◆ STATED PROBLEM 1: Reproduce the passage from the Hemingway article word for word, starting with "Literary critics consider" and going on through "and describing it.".
◆ STATED PROBLEM 2: How many lines of the rows contain the string "blue"? Treat uppercase and lowercase as different, and reply with the number alone.

◆ DOCUMENT SEGMENT:
····················

Defying death and preserving dignity | Page 3 | Sunday Observer

Defying death and preserving dignity

20 May, 2018
Ernest Hemingway working on a book in December 1939 (Pic: Wikipedia)
Ernest Hemingway working on a book in December 1939 (Pic: Wikipedia)

Literary critics consider Ernest Hemingway as a master stylist and probably the most influential prose writer in the 20th century. He had a reputation for blood sports such as, bullfighting and hunting. His novel “For Whom the Bell tolls” (1940) depicted his sympathy towards the Loyalist side in the Spanish Civil War. He won the Nobel Prize for Literature for his brilliant novel “The Old Man and the Sea”.

Like Coleridge’s “The Ancient Mariner” or Joseph Conrad’s “Heart of Darkness,” “The Old Man and the Sea” can be read on more than one level of meaning. It is both, an exciting and adventurous tale. The story is based on one of his adventures during a fishing expedition in Cuba. The protagonist Santiago reveals his character through his endless monologue with nature, including the fish. The novel is a silent testimony to his incredible gift of relating to nature and describing it.

····················

◆ Photo-based point labeling data:
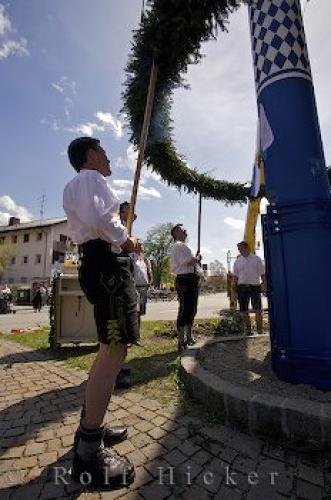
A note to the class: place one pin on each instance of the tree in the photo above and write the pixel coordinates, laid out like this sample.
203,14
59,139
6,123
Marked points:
6,254
157,245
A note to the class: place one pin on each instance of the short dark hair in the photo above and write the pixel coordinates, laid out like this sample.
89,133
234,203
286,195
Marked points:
174,230
124,205
78,148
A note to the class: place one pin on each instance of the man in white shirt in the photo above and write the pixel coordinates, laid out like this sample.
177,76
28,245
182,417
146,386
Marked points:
184,265
106,278
249,271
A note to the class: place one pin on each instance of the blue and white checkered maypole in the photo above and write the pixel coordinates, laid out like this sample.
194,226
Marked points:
297,227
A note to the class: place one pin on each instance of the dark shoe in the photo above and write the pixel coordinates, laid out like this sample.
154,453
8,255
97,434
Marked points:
190,340
111,435
114,435
104,470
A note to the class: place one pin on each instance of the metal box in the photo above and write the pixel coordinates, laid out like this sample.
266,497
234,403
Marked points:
71,315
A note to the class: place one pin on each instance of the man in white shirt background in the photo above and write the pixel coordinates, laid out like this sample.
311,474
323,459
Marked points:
184,266
249,272
106,277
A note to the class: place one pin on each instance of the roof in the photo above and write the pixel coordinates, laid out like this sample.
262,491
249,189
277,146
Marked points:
32,224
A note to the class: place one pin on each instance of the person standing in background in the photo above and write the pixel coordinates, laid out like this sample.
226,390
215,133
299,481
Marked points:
184,265
248,273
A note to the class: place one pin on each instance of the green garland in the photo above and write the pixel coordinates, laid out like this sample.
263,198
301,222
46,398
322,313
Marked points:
171,33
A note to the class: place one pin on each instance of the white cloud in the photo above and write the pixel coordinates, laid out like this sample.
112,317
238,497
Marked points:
123,188
13,210
130,161
206,251
88,128
9,45
67,88
234,223
107,119
4,218
13,47
148,192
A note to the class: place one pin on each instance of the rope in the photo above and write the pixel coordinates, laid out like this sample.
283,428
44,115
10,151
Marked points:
305,7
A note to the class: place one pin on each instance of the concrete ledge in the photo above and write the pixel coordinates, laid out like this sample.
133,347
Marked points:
256,412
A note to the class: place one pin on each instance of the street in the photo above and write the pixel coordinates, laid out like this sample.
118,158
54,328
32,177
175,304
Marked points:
25,317
209,307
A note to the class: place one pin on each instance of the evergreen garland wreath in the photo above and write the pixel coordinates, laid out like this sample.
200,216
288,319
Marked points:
171,33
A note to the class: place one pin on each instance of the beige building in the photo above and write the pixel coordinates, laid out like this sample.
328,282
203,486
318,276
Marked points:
34,248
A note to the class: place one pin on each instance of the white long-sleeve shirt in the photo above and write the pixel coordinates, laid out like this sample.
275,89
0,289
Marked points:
93,210
180,255
249,269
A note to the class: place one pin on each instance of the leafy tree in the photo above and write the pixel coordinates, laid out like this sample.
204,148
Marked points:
6,254
157,245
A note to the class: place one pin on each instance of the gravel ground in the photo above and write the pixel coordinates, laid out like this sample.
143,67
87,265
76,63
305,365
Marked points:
248,362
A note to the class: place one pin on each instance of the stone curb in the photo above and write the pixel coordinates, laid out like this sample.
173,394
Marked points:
256,412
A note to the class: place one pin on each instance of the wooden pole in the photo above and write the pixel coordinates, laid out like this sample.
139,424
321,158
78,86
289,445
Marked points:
199,222
142,144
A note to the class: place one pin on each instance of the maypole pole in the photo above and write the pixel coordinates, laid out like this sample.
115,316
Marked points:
297,227
142,143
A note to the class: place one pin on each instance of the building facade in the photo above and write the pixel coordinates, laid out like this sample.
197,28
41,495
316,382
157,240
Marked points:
33,248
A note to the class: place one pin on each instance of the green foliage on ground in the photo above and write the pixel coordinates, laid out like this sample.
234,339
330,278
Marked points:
154,365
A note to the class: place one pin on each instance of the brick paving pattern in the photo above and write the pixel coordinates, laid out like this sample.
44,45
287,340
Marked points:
176,456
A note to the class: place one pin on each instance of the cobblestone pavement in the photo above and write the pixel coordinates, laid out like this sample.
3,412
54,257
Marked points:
176,456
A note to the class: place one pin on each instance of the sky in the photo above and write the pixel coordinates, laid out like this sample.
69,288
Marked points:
62,73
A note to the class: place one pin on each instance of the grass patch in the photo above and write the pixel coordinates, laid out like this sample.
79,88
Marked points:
154,365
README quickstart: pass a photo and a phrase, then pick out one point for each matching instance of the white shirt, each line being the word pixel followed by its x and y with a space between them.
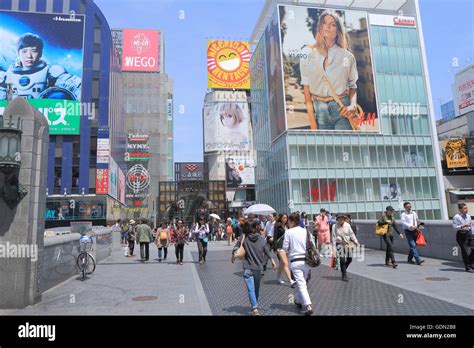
pixel 341 70
pixel 295 242
pixel 409 219
pixel 269 228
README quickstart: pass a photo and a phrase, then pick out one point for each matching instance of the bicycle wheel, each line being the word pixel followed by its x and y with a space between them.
pixel 82 264
pixel 90 264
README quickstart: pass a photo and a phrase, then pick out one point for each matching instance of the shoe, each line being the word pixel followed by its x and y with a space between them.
pixel 255 312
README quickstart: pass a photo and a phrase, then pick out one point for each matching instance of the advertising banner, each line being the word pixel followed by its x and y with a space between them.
pixel 41 60
pixel 457 155
pixel 226 126
pixel 113 178
pixel 464 90
pixel 191 171
pixel 228 64
pixel 102 182
pixel 328 70
pixel 240 172
pixel 390 192
pixel 140 50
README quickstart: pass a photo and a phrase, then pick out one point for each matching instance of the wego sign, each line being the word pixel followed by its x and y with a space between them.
pixel 140 50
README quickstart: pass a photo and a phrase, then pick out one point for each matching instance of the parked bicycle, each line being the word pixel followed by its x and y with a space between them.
pixel 85 261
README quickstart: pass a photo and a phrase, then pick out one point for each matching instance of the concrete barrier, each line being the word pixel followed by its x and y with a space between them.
pixel 61 251
pixel 439 234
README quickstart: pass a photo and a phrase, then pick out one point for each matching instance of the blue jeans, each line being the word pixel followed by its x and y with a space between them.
pixel 252 280
pixel 328 117
pixel 411 239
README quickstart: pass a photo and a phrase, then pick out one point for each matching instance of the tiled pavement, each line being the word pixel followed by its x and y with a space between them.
pixel 226 293
pixel 217 288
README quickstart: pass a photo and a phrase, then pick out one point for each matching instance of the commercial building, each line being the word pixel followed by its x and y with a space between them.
pixel 384 156
pixel 85 175
pixel 148 110
pixel 456 142
pixel 228 141
pixel 191 194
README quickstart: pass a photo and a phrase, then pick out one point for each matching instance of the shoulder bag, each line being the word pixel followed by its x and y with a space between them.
pixel 240 253
pixel 312 256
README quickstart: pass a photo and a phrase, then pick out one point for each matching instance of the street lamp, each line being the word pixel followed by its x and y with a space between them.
pixel 11 191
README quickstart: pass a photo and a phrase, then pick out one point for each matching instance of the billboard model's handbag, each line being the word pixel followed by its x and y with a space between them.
pixel 354 120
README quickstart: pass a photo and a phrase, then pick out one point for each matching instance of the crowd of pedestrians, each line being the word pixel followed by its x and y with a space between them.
pixel 285 237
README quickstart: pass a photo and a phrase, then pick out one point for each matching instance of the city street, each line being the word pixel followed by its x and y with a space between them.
pixel 124 286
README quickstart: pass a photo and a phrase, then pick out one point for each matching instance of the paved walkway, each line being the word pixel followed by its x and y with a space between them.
pixel 124 286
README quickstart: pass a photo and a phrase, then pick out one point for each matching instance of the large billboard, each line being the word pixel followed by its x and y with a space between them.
pixel 227 123
pixel 41 60
pixel 464 90
pixel 328 72
pixel 456 153
pixel 228 64
pixel 140 50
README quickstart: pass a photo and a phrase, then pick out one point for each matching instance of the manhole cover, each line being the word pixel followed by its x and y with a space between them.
pixel 145 298
pixel 438 279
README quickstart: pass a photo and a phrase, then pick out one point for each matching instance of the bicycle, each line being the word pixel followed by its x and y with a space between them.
pixel 85 261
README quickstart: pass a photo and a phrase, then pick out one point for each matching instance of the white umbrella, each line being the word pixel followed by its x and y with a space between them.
pixel 215 216
pixel 259 209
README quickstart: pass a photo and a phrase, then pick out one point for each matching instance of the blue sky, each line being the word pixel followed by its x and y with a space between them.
pixel 447 26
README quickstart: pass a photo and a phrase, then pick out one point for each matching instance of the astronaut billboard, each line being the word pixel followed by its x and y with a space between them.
pixel 41 59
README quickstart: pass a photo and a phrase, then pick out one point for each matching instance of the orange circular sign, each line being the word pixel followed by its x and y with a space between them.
pixel 228 64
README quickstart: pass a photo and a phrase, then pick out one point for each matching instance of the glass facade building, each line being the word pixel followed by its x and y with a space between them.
pixel 72 159
pixel 348 172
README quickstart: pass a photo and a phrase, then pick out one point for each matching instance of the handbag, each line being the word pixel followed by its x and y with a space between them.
pixel 470 239
pixel 381 230
pixel 420 239
pixel 354 120
pixel 240 253
pixel 312 256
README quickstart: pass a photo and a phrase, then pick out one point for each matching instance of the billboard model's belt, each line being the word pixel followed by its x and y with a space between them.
pixel 327 99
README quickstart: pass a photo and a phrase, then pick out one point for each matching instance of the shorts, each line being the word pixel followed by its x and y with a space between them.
pixel 323 238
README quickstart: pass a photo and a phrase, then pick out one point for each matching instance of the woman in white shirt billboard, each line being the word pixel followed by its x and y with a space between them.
pixel 330 56
pixel 294 244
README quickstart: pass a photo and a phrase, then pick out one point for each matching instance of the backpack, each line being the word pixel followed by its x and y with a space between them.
pixel 163 235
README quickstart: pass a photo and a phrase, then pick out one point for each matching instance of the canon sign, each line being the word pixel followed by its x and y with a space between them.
pixel 140 50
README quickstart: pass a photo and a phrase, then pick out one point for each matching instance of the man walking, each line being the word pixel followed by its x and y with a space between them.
pixel 410 224
pixel 144 238
pixel 462 224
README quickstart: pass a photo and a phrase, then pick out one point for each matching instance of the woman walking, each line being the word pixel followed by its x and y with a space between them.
pixel 387 219
pixel 179 239
pixel 344 240
pixel 131 238
pixel 322 223
pixel 201 232
pixel 162 241
pixel 256 254
pixel 294 243
pixel 278 236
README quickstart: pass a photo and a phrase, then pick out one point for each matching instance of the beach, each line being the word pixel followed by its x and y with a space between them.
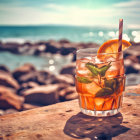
pixel 41 72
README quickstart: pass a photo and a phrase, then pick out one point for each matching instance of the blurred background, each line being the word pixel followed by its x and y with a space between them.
pixel 38 40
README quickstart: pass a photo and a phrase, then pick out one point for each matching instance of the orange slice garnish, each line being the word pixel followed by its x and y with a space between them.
pixel 111 46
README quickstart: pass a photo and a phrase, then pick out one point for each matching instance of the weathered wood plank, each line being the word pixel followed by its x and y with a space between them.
pixel 65 122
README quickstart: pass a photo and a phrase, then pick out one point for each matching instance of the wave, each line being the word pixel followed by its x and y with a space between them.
pixel 17 40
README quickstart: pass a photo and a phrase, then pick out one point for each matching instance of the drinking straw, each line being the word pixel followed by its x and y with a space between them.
pixel 120 34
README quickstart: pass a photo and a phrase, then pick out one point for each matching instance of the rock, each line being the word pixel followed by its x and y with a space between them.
pixel 74 57
pixel 29 106
pixel 64 79
pixel 11 47
pixel 43 95
pixel 24 69
pixel 67 49
pixel 40 49
pixel 68 69
pixel 7 80
pixel 68 93
pixel 1 112
pixel 64 41
pixel 26 86
pixel 52 47
pixel 10 111
pixel 40 77
pixel 4 68
pixel 9 99
pixel 130 69
pixel 64 121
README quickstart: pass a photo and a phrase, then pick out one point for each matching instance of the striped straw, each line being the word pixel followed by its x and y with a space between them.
pixel 120 34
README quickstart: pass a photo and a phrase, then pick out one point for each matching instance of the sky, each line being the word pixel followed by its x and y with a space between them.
pixel 70 12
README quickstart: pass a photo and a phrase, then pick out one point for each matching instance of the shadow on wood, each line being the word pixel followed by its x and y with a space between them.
pixel 95 128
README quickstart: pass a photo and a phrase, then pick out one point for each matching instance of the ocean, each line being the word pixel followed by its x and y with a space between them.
pixel 73 33
pixel 22 34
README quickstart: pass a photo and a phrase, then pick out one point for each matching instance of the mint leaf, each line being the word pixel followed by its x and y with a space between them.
pixel 83 80
pixel 111 83
pixel 93 68
pixel 104 92
pixel 103 69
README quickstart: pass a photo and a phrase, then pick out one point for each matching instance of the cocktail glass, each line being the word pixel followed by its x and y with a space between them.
pixel 100 82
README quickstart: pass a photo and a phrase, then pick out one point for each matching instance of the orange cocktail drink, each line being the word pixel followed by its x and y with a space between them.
pixel 100 81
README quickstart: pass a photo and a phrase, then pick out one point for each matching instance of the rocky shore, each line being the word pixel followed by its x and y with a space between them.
pixel 26 87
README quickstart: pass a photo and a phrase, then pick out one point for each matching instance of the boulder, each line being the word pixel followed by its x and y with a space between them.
pixel 10 111
pixel 10 46
pixel 7 80
pixel 40 77
pixel 29 106
pixel 52 47
pixel 68 69
pixel 4 68
pixel 26 86
pixel 43 95
pixel 64 41
pixel 8 99
pixel 64 79
pixel 68 93
pixel 24 69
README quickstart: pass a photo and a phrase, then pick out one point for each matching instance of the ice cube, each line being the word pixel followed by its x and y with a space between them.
pixel 109 59
pixel 97 60
pixel 83 72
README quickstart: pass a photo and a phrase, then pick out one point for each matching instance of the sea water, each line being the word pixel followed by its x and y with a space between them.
pixel 54 63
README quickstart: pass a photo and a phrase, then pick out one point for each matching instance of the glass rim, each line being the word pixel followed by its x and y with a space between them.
pixel 89 51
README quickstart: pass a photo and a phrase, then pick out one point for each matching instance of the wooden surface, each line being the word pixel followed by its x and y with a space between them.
pixel 63 121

····················

◆ EXERCISE ANSWER 1:
Literary critics consider Ernest Hemingway as a master stylist and probably the most influential prose writer in the 20th century. He had a reputation for blood sports such as, bullfighting and hunting. His novel “For Whom the Bell tolls” (1940) depicted his sympathy towards the Loyalist side in the Spanish Civil War. He won the Nobel Prize for Literature for his brilliant novel “The Old Man and the Sea”.

Like Coleridge’s “The Ancient Mariner” or Joseph Conrad’s “Heart of Darkness,” “The Old Man and the Sea” can be read on more than one level of meaning. It is both, an exciting and adventurous tale. The story is based on one of his adventures during a fishing expedition in Cuba. The protagonist Santiago reveals his character through his endless monologue with nature, including the fish. The novel is a silent testimony to his incredible gift of relating to nature and describing it.

◆ EXERCISE ANSWER 2: 3